* Prompt
Return every entry from the listing below unaltered.
[Data section — start]
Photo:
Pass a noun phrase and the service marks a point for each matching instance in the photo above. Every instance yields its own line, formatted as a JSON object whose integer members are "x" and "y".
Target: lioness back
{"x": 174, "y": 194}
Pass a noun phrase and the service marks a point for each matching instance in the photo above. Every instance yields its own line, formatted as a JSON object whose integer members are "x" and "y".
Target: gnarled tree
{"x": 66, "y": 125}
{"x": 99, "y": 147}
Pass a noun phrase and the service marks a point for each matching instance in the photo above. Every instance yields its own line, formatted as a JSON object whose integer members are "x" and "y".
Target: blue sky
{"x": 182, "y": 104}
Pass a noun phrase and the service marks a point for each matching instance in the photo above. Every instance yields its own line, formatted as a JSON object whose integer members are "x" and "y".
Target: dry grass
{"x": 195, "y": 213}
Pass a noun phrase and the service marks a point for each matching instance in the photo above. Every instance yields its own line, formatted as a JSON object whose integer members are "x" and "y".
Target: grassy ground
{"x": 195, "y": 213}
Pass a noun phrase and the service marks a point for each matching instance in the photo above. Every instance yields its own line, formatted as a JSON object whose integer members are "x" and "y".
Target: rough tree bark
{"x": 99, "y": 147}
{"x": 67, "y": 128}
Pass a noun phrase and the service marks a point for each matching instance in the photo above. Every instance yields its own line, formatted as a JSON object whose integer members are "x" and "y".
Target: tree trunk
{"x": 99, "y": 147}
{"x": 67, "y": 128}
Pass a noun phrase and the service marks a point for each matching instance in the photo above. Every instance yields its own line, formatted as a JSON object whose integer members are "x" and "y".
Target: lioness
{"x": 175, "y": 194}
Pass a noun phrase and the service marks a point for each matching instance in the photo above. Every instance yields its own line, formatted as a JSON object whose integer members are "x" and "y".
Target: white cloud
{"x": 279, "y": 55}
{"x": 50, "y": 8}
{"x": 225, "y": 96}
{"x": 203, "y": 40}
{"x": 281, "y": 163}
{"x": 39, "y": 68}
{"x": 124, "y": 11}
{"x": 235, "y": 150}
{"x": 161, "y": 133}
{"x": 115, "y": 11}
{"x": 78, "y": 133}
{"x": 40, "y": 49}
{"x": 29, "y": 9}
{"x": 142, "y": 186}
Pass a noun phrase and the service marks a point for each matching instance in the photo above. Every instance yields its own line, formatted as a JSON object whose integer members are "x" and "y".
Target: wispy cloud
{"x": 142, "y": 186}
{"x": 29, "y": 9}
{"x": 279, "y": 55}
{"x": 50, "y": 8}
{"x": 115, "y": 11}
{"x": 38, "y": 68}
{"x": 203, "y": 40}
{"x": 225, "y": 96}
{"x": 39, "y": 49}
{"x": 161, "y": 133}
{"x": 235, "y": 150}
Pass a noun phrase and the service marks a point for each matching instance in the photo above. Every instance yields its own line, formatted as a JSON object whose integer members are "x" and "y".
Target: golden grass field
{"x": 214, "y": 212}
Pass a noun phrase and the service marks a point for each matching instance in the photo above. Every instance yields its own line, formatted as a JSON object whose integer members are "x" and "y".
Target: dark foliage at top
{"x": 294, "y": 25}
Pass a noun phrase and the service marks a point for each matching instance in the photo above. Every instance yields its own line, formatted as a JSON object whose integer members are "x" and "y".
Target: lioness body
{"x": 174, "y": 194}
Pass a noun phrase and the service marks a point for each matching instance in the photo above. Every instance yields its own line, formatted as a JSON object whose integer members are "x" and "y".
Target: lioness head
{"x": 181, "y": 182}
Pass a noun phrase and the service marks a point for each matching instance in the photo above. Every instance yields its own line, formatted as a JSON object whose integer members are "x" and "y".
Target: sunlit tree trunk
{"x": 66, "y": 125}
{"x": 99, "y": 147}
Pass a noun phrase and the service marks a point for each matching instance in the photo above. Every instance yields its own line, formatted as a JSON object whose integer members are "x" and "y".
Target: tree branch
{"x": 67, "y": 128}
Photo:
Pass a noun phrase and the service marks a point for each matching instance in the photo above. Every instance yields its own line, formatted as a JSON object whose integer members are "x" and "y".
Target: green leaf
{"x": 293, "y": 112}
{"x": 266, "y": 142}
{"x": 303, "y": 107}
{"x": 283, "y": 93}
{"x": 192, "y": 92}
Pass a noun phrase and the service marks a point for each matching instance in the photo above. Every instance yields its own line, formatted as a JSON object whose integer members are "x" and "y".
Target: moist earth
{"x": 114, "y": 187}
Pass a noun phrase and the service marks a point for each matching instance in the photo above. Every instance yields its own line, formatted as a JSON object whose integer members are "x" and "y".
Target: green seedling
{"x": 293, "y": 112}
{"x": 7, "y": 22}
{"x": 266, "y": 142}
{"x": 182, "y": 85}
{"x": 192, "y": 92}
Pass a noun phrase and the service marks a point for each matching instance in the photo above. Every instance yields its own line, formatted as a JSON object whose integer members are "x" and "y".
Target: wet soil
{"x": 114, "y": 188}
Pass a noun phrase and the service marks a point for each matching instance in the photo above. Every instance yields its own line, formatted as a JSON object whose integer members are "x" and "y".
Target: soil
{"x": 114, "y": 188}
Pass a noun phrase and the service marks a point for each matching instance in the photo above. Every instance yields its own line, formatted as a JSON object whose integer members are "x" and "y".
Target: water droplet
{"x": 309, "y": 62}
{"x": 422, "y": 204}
[Data section — finish]
* Written solution
Photo:
Pass a noun phrase and the service marks a point for each matching instance in the photo above. Every instance yields its own line, formatted as a JSON object whose integer members are "x" and "y".
Target: lioness back
{"x": 174, "y": 194}
Pass a noun phrase and the service marks a point for each matching instance in the photo above. Every instance yields its own line, formatted as a JSON object whose integer members are "x" and "y".
Target: gnarled tree
{"x": 66, "y": 125}
{"x": 99, "y": 147}
Pass a noun phrase and the service marks a point for each matching instance in the photo above. Every instance yields its own line, formatted as a JSON object whose integer members are "x" and "y".
Target: blue sky
{"x": 182, "y": 104}
Pass a noun phrase and the service marks a point for each matching instance in the photo above. Every instance yields its own line, formatted as a JSON object whose integer members are "x" and "y".
Target: dry grass
{"x": 195, "y": 213}
Pass a noun phrase and the service marks a point for each matching instance in the photo above. Every instance yields its own line, formatted as a JSON object whose integer members are "x" and "y".
Target: grassy ground
{"x": 195, "y": 213}
Pass a noun phrase and the service marks a point for each matching instance in the photo above. Every instance yields its own line, formatted as a JSON object whose integer members are "x" and "y".
Target: rough tree bark
{"x": 99, "y": 147}
{"x": 67, "y": 128}
Pass a noun phrase and the service marks a point for each matching instance in the photo above. Every instance yields its own line, formatted as a JSON object whose integer members are "x" and "y".
Target: tree trunk
{"x": 99, "y": 147}
{"x": 67, "y": 128}
Pass a noun phrase and the service marks a point for each matching instance in the photo above. Every instance yields its own line, formatted as a JSON object whose integer members are "x" and "y".
Target: lioness
{"x": 175, "y": 194}
Pass a noun phrase and the service marks a point for each matching instance in the photo above. Every instance yields its own line, formatted as a JSON object whose integer members are "x" and "y".
Target: white cloud
{"x": 279, "y": 55}
{"x": 50, "y": 8}
{"x": 225, "y": 96}
{"x": 203, "y": 40}
{"x": 281, "y": 163}
{"x": 39, "y": 68}
{"x": 124, "y": 11}
{"x": 235, "y": 150}
{"x": 161, "y": 133}
{"x": 115, "y": 11}
{"x": 78, "y": 133}
{"x": 40, "y": 49}
{"x": 29, "y": 9}
{"x": 142, "y": 186}
Pass a noun phrase and the service marks a point for each matching instance in the photo above. Every instance yields its own line, formatted as a JSON object whose integer members are "x" and "y".
Target: wispy cloud
{"x": 142, "y": 186}
{"x": 29, "y": 9}
{"x": 279, "y": 55}
{"x": 50, "y": 8}
{"x": 115, "y": 11}
{"x": 38, "y": 68}
{"x": 203, "y": 40}
{"x": 225, "y": 96}
{"x": 39, "y": 49}
{"x": 161, "y": 133}
{"x": 235, "y": 150}
Pass a noun phrase and the service marks a point for each matching instance in the photo above. Every instance yields its own line, formatted as a JSON object whose integer members are "x" and "y".
Target: golden grass field
{"x": 214, "y": 212}
Pass a noun phrase and the service marks a point for each matching instance in the photo above. Every instance yields its own line, formatted as a JSON object whose integer members are "x" and "y".
Target: dark foliage at top
{"x": 294, "y": 25}
Pass a noun phrase and the service marks a point for each matching instance in the photo above. Every instance yields its own line, formatted as a JSON object whose integer members are "x" and "y".
Target: lioness body
{"x": 174, "y": 194}
Pass a noun phrase and the service marks a point for each matching instance in the photo above. Every instance yields its own line, formatted as a JSON object whose integer members are "x" and "y".
Target: lioness head
{"x": 181, "y": 182}
Pass a noun phrase and the service marks a point for each matching instance in the photo above. Every instance yields its own line, formatted as a JSON object whose integer members are "x" and "y".
Target: sunlit tree trunk
{"x": 66, "y": 125}
{"x": 99, "y": 147}
Pass a noun phrase and the service marks a point for each matching instance in the photo above. Every instance yields its own line, formatted as a JSON object whose integer members are "x" and "y".
Target: tree branch
{"x": 67, "y": 128}
Photo:
Pass a noun phrase and the service marks a point for each matching instance in the photo above. Every instance yields its own line, formatted as a JSON object whose integer members are "x" and "y".
Target: green leaf
{"x": 293, "y": 112}
{"x": 266, "y": 142}
{"x": 303, "y": 107}
{"x": 283, "y": 93}
{"x": 192, "y": 92}
Pass a noun phrase and the service marks a point for each matching instance in the photo above. Every instance yields its own line, formatted as a JSON object whose integer members are "x" and "y".
Target: moist earth
{"x": 114, "y": 187}
Pass a noun phrase and the service marks a point for each matching instance in the photo above. Every instance yields its own line, formatted as a JSON object whose integer members are "x" and "y".
Target: green seedling
{"x": 293, "y": 112}
{"x": 7, "y": 22}
{"x": 266, "y": 142}
{"x": 182, "y": 85}
{"x": 192, "y": 92}
Pass a noun phrase and the service marks a point for each matching instance in the photo above. Every instance yields its own line, formatted as a JSON object whose integer members are "x" and "y".
Target: wet soil
{"x": 114, "y": 188}
Pass a noun phrase and the service marks a point for each matching instance in the photo above. Every instance yields its own line, formatted as a JSON object whose integer members are "x" and "y".
Target: soil
{"x": 114, "y": 188}
Pass a noun phrase and the service marks a point for each matching instance in the photo above. Every instance yields its own line, formatted as a JSON object whose integer members are "x" and "y".
Target: water droplet
{"x": 309, "y": 62}
{"x": 422, "y": 204}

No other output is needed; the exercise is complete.